- Problem statement: Can you arrange every line of the items below as a Markdown table with two columns, n for the row number and Line for the text, skipping blank lines and leaving out the pictures?

- Task material:
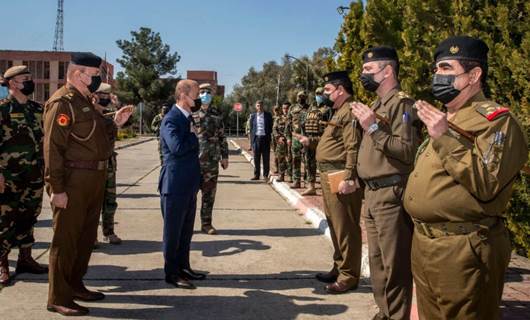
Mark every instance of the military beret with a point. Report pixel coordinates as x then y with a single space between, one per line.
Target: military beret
104 88
462 48
86 59
15 71
337 75
381 53
205 86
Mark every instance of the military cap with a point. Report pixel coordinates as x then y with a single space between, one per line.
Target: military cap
104 88
462 48
337 75
381 53
86 59
205 86
15 71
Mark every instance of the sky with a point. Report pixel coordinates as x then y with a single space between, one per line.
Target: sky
227 36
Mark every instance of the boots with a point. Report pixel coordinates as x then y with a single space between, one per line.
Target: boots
27 264
4 271
310 191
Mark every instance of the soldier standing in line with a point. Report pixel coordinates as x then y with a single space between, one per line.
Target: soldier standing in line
21 171
292 130
102 102
386 158
155 126
213 151
459 189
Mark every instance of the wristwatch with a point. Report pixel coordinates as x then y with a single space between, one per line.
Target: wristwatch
373 128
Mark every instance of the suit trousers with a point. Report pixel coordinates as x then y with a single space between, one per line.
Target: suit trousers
178 212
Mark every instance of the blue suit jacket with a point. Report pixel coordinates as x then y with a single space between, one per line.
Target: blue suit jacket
254 125
180 173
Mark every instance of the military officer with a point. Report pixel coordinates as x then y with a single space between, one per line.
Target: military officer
282 150
386 158
337 154
459 189
21 171
213 151
292 130
76 153
102 102
155 126
312 129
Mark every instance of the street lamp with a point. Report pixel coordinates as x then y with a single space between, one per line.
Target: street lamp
306 70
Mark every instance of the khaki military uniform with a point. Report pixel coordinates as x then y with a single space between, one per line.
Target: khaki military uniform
76 153
337 150
457 195
386 157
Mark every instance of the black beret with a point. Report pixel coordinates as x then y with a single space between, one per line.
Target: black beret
86 59
462 48
380 54
337 75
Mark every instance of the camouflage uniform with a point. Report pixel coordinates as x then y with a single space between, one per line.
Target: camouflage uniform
294 118
155 126
213 148
21 164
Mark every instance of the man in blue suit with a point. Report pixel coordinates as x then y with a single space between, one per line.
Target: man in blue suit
179 183
260 133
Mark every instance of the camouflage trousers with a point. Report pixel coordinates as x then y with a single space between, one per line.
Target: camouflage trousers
20 205
296 162
110 205
210 174
310 165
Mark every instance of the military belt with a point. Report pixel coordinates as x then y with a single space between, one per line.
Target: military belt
444 229
87 164
331 166
388 181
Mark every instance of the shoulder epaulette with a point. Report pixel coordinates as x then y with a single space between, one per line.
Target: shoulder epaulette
491 110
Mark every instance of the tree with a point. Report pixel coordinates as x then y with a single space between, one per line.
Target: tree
145 60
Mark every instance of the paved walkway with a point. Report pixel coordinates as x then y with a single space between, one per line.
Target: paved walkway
261 265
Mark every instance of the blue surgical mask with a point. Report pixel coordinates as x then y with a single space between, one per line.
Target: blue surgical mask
206 98
319 100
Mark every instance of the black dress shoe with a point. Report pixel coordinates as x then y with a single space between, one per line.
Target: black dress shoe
179 282
192 275
326 277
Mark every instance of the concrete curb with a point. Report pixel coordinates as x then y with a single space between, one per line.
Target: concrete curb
312 214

- Answer to the task:
| n | Line |
|---|---|
| 1 | Mark every instance of the military beret with a point. Report pixel coordinates as x then y with a single space between, one per line. |
| 2 | Target: military beret |
| 3 | 104 88 |
| 4 | 462 48 |
| 5 | 86 59 |
| 6 | 15 71 |
| 7 | 337 75 |
| 8 | 381 53 |
| 9 | 205 86 |
| 10 | Mark every instance of the military cap with a point. Report pixel coordinates as x then y with a single space between, one per line. |
| 11 | Target: military cap |
| 12 | 104 88 |
| 13 | 462 48 |
| 14 | 337 75 |
| 15 | 381 53 |
| 16 | 86 59 |
| 17 | 205 86 |
| 18 | 15 71 |
| 19 | Mark every instance of the sky with a point. Report pixel coordinates as x then y with a single space between, one per line. |
| 20 | Target: sky |
| 21 | 227 36 |
| 22 | Mark every instance of the boots with a point. Report pixel coordinates as x then y with a single space between, one per line. |
| 23 | Target: boots |
| 24 | 27 264 |
| 25 | 4 271 |
| 26 | 310 191 |
| 27 | Mark every instance of the soldier standing in line with a point. Report pixel coordinates as x then y with a single space between, one per line. |
| 28 | Target: soldier standing in line |
| 29 | 21 171 |
| 30 | 292 130 |
| 31 | 102 102 |
| 32 | 386 158 |
| 33 | 155 126 |
| 34 | 213 151 |
| 35 | 459 189 |
| 36 | Mark every instance of the wristwatch with a point. Report pixel coordinates as x then y with a single space between, one per line. |
| 37 | Target: wristwatch |
| 38 | 373 128 |
| 39 | Mark every instance of the suit trousers with a point. Report pixel coordinates as x then y with a single space between, one per line. |
| 40 | Target: suit trousers |
| 41 | 178 212 |
| 42 | Mark every instance of the blue suit jacket with a point. Report pixel coordinates as x then y with a single space between, one per line. |
| 43 | Target: blue suit jacket |
| 44 | 254 125 |
| 45 | 180 173 |
| 46 | Mark every instance of the military officer with a point. Report pixel coordinates as x then y with a single space between, one per line. |
| 47 | Target: military officer |
| 48 | 282 150 |
| 49 | 386 158 |
| 50 | 337 154 |
| 51 | 459 189 |
| 52 | 21 171 |
| 53 | 213 151 |
| 54 | 292 130 |
| 55 | 76 153 |
| 56 | 102 102 |
| 57 | 155 126 |
| 58 | 312 129 |
| 59 | Mark every instance of the street lamp with a point. Report pixel coordinates as x then y with a single space between, one per line. |
| 60 | Target: street lamp |
| 61 | 306 70 |
| 62 | Mark every instance of the khaki military uniform with a point. Report pixel coordinates as x then y with a single space between, one per line. |
| 63 | Target: khaki military uniform |
| 64 | 76 153 |
| 65 | 337 150 |
| 66 | 457 195 |
| 67 | 386 157 |
| 68 | Mark every instance of the black beret with a point. Report pixel coordinates as x then y with a single space between, one per line. |
| 69 | Target: black beret |
| 70 | 86 59 |
| 71 | 462 48 |
| 72 | 380 54 |
| 73 | 337 75 |
| 74 | Mark every instance of the camouflage uniform with a point. Report pixel coordinates as x then y with a single space between, one per line. |
| 75 | Target: camouflage uniform |
| 76 | 294 118 |
| 77 | 155 126 |
| 78 | 213 148 |
| 79 | 21 164 |
| 80 | Mark every instance of the man in blue suit with a point. Report pixel coordinates as x then y with a single space between, one per line. |
| 81 | Target: man in blue suit |
| 82 | 179 183 |
| 83 | 260 133 |
| 84 | Mark every instance of the camouflage trousers with a point. Report pixel coordinates as x then y with a single space between, one per line. |
| 85 | Target: camouflage trousers |
| 86 | 20 205 |
| 87 | 296 162 |
| 88 | 110 205 |
| 89 | 210 174 |
| 90 | 310 165 |
| 91 | Mark every instance of the military belt with a point. Report pixel coordinates as x then y with a single space between, one per line. |
| 92 | Target: military belt |
| 93 | 444 229 |
| 94 | 87 164 |
| 95 | 331 166 |
| 96 | 388 181 |
| 97 | Mark every instance of the shoulder epaulette with a point. Report pixel coordinates as x then y with a single space between, one per line. |
| 98 | Target: shoulder epaulette |
| 99 | 491 110 |
| 100 | Mark every instance of the tree with a point. Report pixel coordinates as x then y with a single space between, one per line. |
| 101 | Target: tree |
| 102 | 145 60 |
| 103 | Mark every instance of the paved walkway with a point. Report pixel coordinates as x then y with a single space between, one per line. |
| 104 | Target: paved walkway |
| 105 | 261 265 |
| 106 | Mark every instance of the blue surgical mask with a point. Report pixel coordinates as x then y with a single space between, one per line. |
| 107 | Target: blue surgical mask |
| 108 | 206 98 |
| 109 | 319 100 |
| 110 | Mark every instance of the black dress shoe with a point. Report pixel coordinates as x then y with a single space between, one per line. |
| 111 | Target: black dress shoe |
| 112 | 179 282 |
| 113 | 192 275 |
| 114 | 326 277 |
| 115 | Mark every instance of the concrete curb with a point. Report pixel coordinates as x then y with a single space between, one per line. |
| 116 | Target: concrete curb |
| 117 | 312 214 |